This study is aimed at describing the prevalence of and risk factors associated with early post-operative complications after Crohn’s disease-related intestinal resection.
This was a retrospective analysis of data from the PRACTICROHN cohort. Adult Crohn’s disease patients who underwent ileocolonic resection with ileocolonic anastomosis between January 2007 and December 2010 were included. The complications evaluated included death, ileus, anastomotic leak, abscess, wound infection, catheter-related infection, digestive bleeding and other extra-abdominal infections that occurred in the 30 days after surgery.

→ Data excerpts
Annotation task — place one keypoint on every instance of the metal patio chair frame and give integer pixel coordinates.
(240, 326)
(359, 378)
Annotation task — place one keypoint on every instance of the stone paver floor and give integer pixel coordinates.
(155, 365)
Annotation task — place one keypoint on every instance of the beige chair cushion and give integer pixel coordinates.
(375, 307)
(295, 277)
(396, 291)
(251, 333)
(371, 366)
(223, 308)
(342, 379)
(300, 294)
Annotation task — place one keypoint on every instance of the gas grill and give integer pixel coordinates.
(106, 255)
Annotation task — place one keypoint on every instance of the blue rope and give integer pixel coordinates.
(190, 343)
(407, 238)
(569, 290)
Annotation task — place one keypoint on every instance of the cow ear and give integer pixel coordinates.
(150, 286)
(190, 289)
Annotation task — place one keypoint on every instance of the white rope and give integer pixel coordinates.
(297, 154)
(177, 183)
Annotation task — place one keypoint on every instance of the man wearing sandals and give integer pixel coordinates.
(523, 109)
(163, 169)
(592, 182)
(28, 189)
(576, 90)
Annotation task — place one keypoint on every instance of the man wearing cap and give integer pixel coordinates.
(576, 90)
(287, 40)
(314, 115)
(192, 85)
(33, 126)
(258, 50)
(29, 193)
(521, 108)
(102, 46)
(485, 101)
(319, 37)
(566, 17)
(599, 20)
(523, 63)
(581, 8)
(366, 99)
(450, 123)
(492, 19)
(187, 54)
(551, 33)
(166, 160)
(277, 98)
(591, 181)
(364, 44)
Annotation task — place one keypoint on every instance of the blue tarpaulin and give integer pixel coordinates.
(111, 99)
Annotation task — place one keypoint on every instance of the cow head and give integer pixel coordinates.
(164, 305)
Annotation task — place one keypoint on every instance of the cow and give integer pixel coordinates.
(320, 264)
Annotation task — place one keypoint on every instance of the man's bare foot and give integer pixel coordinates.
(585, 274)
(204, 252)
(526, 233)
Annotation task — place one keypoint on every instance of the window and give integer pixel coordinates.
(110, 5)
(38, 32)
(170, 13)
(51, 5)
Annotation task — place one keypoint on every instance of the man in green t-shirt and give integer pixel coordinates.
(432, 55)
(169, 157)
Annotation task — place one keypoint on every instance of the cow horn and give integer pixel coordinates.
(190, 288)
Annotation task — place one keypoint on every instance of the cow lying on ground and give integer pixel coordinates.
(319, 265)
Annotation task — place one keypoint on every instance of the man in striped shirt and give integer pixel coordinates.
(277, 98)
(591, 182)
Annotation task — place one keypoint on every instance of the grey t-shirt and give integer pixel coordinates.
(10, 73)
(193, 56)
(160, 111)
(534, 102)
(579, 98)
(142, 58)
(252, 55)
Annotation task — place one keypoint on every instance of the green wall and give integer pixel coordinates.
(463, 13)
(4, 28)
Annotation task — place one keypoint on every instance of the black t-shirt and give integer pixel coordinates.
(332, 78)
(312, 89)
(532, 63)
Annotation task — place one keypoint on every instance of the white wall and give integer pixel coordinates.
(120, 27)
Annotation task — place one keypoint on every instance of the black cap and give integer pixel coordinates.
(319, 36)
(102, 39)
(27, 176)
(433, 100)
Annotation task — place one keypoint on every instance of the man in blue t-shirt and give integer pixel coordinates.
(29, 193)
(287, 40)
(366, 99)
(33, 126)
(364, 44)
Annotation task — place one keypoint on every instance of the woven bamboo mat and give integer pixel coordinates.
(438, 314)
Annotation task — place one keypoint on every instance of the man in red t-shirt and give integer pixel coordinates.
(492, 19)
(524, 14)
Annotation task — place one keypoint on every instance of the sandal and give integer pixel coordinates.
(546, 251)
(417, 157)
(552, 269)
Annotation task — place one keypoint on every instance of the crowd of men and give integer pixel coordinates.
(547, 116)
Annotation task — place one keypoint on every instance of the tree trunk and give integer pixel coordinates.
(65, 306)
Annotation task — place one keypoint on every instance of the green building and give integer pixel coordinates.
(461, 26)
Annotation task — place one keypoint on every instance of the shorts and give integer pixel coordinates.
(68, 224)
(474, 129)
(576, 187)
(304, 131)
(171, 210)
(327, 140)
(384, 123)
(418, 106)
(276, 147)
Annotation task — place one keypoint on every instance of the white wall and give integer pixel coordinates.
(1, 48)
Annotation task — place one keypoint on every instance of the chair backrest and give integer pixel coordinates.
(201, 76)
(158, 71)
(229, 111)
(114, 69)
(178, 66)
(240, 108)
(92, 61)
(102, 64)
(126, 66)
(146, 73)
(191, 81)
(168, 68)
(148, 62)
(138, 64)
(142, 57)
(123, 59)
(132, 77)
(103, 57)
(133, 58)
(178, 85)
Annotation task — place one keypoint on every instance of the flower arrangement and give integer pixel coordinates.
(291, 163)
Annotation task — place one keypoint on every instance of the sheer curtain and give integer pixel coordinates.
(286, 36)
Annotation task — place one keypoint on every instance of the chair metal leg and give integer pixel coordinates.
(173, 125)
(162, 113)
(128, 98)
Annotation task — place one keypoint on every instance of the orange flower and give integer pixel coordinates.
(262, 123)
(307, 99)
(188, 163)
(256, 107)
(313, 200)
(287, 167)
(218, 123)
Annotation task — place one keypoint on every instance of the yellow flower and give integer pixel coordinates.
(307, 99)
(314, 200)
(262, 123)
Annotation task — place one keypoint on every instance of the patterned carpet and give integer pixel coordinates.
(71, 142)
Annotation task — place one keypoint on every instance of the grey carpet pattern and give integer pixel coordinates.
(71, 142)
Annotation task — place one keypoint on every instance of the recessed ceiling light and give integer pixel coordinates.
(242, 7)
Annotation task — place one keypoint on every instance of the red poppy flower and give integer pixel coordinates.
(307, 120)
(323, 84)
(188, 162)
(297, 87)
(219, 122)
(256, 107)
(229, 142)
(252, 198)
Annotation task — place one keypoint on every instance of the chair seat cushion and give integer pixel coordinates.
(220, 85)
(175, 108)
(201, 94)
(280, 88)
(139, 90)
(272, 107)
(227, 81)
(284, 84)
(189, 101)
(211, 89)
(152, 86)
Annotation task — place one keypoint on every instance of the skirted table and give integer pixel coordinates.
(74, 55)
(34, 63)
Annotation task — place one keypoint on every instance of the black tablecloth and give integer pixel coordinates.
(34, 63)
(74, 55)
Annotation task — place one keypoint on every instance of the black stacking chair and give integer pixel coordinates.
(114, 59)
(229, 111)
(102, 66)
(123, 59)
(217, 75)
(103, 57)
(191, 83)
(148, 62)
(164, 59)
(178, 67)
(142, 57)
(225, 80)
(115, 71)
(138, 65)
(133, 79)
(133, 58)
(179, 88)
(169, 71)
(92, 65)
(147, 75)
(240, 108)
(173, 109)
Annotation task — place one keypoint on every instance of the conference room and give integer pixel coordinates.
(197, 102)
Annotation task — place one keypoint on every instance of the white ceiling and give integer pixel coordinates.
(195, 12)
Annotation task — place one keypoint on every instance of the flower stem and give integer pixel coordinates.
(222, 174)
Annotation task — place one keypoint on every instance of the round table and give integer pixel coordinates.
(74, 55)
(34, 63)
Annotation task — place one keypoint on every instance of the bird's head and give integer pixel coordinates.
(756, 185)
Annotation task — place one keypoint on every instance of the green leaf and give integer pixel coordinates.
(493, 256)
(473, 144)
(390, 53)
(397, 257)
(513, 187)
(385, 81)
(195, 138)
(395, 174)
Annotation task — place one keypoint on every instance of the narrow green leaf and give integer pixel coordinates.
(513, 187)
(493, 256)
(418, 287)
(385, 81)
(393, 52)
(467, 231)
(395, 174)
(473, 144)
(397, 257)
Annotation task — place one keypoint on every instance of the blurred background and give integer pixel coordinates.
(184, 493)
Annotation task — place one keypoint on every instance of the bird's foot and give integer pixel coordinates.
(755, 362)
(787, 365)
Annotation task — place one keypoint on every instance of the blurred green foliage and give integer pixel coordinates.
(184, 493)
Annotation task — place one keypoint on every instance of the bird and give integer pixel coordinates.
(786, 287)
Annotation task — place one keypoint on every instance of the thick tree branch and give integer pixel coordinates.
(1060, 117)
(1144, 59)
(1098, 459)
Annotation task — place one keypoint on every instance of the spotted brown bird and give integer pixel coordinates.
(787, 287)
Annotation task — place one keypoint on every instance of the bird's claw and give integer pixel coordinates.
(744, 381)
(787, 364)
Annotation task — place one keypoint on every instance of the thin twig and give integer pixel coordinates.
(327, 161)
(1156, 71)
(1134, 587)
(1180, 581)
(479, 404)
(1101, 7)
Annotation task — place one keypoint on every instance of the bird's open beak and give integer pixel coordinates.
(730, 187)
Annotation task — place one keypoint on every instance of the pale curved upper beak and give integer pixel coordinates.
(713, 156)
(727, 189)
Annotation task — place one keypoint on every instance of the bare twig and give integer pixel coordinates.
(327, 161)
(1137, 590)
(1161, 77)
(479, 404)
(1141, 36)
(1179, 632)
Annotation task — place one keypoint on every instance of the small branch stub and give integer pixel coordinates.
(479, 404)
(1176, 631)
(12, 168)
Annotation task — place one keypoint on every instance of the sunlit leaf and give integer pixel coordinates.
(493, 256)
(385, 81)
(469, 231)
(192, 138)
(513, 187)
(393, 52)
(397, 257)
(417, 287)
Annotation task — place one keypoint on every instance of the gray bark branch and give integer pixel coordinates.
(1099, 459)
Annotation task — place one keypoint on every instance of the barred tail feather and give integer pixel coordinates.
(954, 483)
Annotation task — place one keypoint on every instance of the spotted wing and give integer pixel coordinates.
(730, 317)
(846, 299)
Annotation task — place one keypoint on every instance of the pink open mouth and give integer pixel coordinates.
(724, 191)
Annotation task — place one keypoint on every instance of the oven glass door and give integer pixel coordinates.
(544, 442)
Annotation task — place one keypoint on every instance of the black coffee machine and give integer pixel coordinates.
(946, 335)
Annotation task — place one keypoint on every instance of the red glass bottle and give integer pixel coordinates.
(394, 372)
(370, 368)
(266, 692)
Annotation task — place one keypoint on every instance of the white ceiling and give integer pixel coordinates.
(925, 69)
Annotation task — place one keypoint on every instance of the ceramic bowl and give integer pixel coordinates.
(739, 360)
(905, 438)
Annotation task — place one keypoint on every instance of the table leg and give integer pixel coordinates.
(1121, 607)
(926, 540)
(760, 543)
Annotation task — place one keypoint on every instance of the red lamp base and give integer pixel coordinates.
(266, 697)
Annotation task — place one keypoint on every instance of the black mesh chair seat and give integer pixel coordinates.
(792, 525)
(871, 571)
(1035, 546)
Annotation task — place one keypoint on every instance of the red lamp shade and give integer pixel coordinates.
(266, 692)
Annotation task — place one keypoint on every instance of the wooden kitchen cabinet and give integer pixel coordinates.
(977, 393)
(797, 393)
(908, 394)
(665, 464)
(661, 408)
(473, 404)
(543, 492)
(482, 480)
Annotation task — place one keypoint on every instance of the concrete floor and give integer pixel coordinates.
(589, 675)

→ Directions
(a) Answer these questions from the study summary:
(i) Which cohort provided the data for the analysis?
(ii) During what period did the included patients undergo ileocolonic resection?
(iii) Within how many days after surgery did the evaluated complications occur?
(b) Copy the study summary between "This study is" and "days after surgery.", inclusive.

→ Answers to the problems
(a)
(i) The PRACTICROHN cohort.
(ii) Between January 2007 and December 2010.
(iii) Within 30 days after surgery.

(b)
This study is aimed at describing the prevalence of and risk factors associated with early post-operative complications after Crohn’s disease-related intestinal resection.
This was a retrospective analysis of data from the PRACTICROHN cohort. Adult Crohn’s disease patients who underwent ileocolonic resection with ileocolonic anastomosis between January 2007 and December 2010 were included. The complications evaluated included death, ileus, anastomotic leak, abscess, wound infection, catheter-related infection, digestive bleeding and other extra-abdominal infections that occurred in the 30 days after surgery.